## Exercise objective:
Can you format the material below as a numbered list, from the line with "Reviewer note: confirm that each instance of the sepia" to the line with "[(254, 244), (388, 190), (28, 165), (187, 202)]", including both of those lines and leaving out any blank lines?

* start *

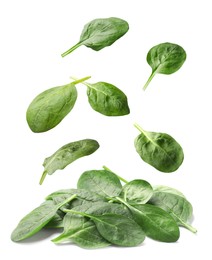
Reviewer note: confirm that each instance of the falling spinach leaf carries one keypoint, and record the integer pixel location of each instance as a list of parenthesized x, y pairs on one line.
[(37, 219), (117, 229), (107, 99), (100, 33), (165, 58), (50, 107), (74, 224), (159, 150), (156, 223), (176, 205), (162, 188), (103, 182), (67, 154), (137, 192), (81, 193)]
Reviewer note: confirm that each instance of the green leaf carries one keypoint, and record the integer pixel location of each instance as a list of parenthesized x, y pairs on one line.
[(50, 107), (36, 219), (160, 150), (165, 58), (100, 33), (162, 188), (89, 237), (156, 223), (117, 229), (56, 221), (80, 230), (137, 192), (176, 205), (73, 223), (67, 154), (107, 99), (81, 193), (103, 182)]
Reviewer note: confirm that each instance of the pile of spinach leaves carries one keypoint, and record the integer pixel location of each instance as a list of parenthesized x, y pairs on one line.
[(102, 212)]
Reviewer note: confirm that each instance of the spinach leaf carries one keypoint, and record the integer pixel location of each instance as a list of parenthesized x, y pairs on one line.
[(100, 33), (37, 219), (67, 154), (80, 230), (137, 192), (81, 193), (159, 150), (156, 223), (50, 107), (107, 99), (56, 221), (89, 237), (162, 188), (117, 229), (165, 58), (103, 182), (73, 223), (177, 206)]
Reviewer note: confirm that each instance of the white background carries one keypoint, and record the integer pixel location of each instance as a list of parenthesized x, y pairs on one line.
[(33, 35)]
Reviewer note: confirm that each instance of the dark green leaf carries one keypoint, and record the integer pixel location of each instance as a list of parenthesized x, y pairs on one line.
[(156, 223), (89, 237), (67, 154), (159, 150), (100, 33), (137, 191), (81, 193), (161, 188), (37, 219), (176, 205), (56, 221), (73, 223), (107, 99), (50, 107), (103, 182), (165, 58), (117, 229)]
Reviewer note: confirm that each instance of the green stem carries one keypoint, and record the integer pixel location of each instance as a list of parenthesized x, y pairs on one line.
[(189, 227), (120, 178), (43, 177), (71, 49), (80, 213), (77, 81), (67, 200), (140, 129), (149, 79)]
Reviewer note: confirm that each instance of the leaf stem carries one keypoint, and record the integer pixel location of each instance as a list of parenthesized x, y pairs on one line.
[(189, 227), (149, 79), (67, 200), (140, 129), (43, 177), (71, 49), (77, 81), (120, 178)]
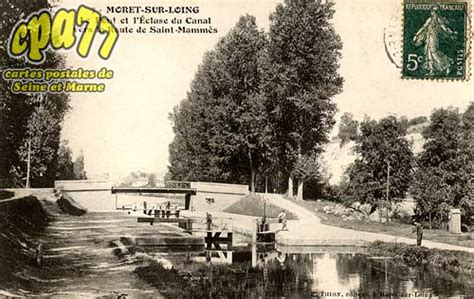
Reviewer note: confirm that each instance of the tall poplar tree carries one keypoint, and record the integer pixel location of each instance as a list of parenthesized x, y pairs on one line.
[(300, 78)]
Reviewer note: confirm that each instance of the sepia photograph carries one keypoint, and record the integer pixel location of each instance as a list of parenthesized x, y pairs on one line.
[(236, 149)]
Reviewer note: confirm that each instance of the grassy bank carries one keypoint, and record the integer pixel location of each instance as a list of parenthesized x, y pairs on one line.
[(395, 227), (4, 194), (194, 280), (449, 261), (20, 222), (252, 205)]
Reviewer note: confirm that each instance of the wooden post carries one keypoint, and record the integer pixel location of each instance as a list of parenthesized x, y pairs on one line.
[(254, 244), (388, 190), (28, 165), (187, 202)]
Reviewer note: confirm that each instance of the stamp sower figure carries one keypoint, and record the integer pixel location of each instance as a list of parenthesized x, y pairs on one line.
[(419, 232), (282, 219), (429, 34)]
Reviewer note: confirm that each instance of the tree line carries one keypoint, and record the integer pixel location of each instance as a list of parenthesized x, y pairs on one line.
[(260, 106), (30, 124), (439, 178)]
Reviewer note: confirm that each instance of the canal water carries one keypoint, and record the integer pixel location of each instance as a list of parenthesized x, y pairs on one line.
[(91, 256)]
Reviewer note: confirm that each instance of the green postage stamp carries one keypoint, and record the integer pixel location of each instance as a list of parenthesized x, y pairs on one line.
[(436, 39)]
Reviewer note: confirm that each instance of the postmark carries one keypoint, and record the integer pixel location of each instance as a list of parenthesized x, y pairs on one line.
[(436, 39)]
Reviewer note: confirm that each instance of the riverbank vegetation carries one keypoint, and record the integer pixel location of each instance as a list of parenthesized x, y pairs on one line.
[(252, 205), (396, 227), (31, 123), (260, 106), (21, 220), (449, 261)]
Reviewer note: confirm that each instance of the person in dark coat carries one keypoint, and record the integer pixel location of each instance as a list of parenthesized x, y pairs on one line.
[(419, 232)]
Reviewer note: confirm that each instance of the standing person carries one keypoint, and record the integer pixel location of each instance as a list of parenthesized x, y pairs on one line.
[(282, 220), (419, 232)]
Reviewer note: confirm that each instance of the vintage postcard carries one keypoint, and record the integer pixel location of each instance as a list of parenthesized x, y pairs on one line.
[(236, 149)]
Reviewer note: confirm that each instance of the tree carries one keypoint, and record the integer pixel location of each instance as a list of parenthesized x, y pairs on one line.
[(43, 133), (310, 168), (381, 148), (444, 166), (19, 112), (221, 131), (299, 68), (79, 171), (65, 165), (347, 128)]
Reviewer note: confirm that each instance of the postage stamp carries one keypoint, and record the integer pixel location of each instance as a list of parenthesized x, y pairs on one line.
[(436, 39)]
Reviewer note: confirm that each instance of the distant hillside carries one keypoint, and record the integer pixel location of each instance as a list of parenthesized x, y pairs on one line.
[(337, 158)]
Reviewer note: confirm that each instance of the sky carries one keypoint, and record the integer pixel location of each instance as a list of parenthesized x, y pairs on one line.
[(127, 128)]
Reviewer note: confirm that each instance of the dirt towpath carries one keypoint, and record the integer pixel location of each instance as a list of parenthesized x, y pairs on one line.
[(308, 230)]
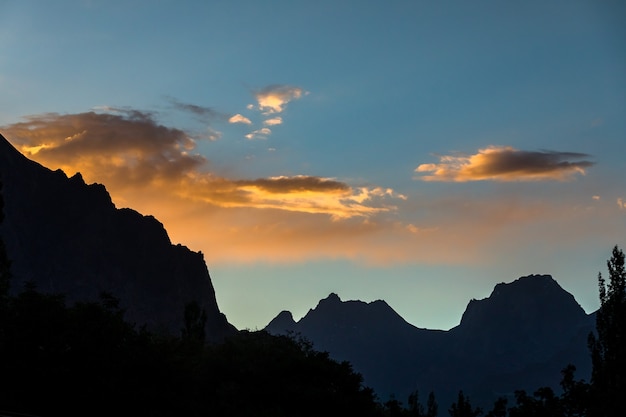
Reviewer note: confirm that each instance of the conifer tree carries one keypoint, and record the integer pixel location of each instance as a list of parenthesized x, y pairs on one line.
[(5, 264), (608, 348)]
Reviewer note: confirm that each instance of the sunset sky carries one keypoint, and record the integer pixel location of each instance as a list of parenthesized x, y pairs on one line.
[(418, 152)]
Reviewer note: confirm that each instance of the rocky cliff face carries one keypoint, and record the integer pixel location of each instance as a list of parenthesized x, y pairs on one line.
[(520, 337), (68, 237)]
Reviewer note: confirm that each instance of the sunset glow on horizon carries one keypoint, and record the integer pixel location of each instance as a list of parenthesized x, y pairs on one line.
[(408, 152)]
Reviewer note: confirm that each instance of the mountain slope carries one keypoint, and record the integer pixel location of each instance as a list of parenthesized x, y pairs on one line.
[(520, 337), (68, 237)]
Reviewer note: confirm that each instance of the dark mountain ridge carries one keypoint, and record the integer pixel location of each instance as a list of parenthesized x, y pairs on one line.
[(520, 337), (68, 237)]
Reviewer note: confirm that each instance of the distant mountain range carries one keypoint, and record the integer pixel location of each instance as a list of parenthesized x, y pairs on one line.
[(68, 237), (520, 337)]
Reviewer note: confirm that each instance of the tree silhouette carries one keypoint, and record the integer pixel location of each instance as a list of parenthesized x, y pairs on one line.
[(432, 407), (463, 408), (5, 264), (608, 349)]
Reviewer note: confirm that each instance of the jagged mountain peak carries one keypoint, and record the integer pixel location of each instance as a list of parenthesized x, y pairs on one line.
[(537, 298), (68, 237)]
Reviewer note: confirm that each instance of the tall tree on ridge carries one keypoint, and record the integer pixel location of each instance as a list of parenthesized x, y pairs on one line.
[(608, 348)]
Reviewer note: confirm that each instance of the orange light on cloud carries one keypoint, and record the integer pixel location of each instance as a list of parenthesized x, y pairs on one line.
[(504, 163), (238, 118), (153, 169), (272, 99)]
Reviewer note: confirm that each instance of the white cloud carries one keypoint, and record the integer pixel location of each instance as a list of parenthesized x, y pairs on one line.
[(273, 121), (272, 99), (238, 118)]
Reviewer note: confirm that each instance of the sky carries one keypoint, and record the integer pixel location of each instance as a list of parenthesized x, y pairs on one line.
[(417, 152)]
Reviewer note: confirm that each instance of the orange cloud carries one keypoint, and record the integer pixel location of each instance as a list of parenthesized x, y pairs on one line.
[(273, 121), (129, 150), (504, 163), (238, 118), (156, 170), (273, 98)]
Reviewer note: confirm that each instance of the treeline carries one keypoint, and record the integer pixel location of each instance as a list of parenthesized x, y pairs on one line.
[(85, 359), (603, 396)]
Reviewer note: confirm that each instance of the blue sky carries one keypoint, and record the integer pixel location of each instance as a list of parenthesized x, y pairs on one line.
[(413, 151)]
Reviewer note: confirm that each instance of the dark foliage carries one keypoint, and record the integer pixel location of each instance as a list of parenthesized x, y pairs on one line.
[(608, 348), (86, 360), (463, 407)]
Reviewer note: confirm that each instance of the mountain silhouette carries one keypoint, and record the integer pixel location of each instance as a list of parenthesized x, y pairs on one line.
[(68, 237), (520, 337)]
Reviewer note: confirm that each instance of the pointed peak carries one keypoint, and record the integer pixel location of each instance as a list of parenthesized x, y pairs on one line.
[(332, 297)]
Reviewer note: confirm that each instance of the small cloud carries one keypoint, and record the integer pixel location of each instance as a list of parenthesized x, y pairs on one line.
[(262, 133), (504, 163), (412, 228), (273, 121), (194, 109), (238, 118), (272, 99), (132, 152)]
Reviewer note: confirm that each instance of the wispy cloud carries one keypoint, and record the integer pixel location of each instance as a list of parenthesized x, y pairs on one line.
[(201, 111), (273, 121), (238, 118), (274, 98), (262, 133), (156, 170), (504, 163), (126, 150)]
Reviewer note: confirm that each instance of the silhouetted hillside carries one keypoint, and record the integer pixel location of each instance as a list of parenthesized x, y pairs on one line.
[(68, 237), (520, 337)]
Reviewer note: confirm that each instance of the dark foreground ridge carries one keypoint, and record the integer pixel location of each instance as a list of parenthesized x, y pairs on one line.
[(68, 237), (520, 337)]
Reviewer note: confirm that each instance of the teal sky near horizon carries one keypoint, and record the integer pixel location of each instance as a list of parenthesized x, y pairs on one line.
[(412, 151)]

* end *

## Completed task:
1. Reviewer note: confirm that each instance of the sepia photograph carries one keypoint, and record the integer pixel location of each instance as a list of parenthesized x, y pairs on one line.
2. [(236, 149)]
3. Reviewer note: confirm that each instance of the grassy bank carries one keypoint, and record the integer pixel location of each instance as a list of parenthesized x, y pairs on one line.
4. [(395, 227), (4, 194), (194, 280), (449, 261), (20, 222), (252, 205)]
5. Reviewer note: confirm that each instance of the wooden post carries one keypoint, and record the integer pixel location of each instance as a list of parenthesized x, y pairs on one line.
6. [(254, 244), (388, 190), (28, 165), (187, 202)]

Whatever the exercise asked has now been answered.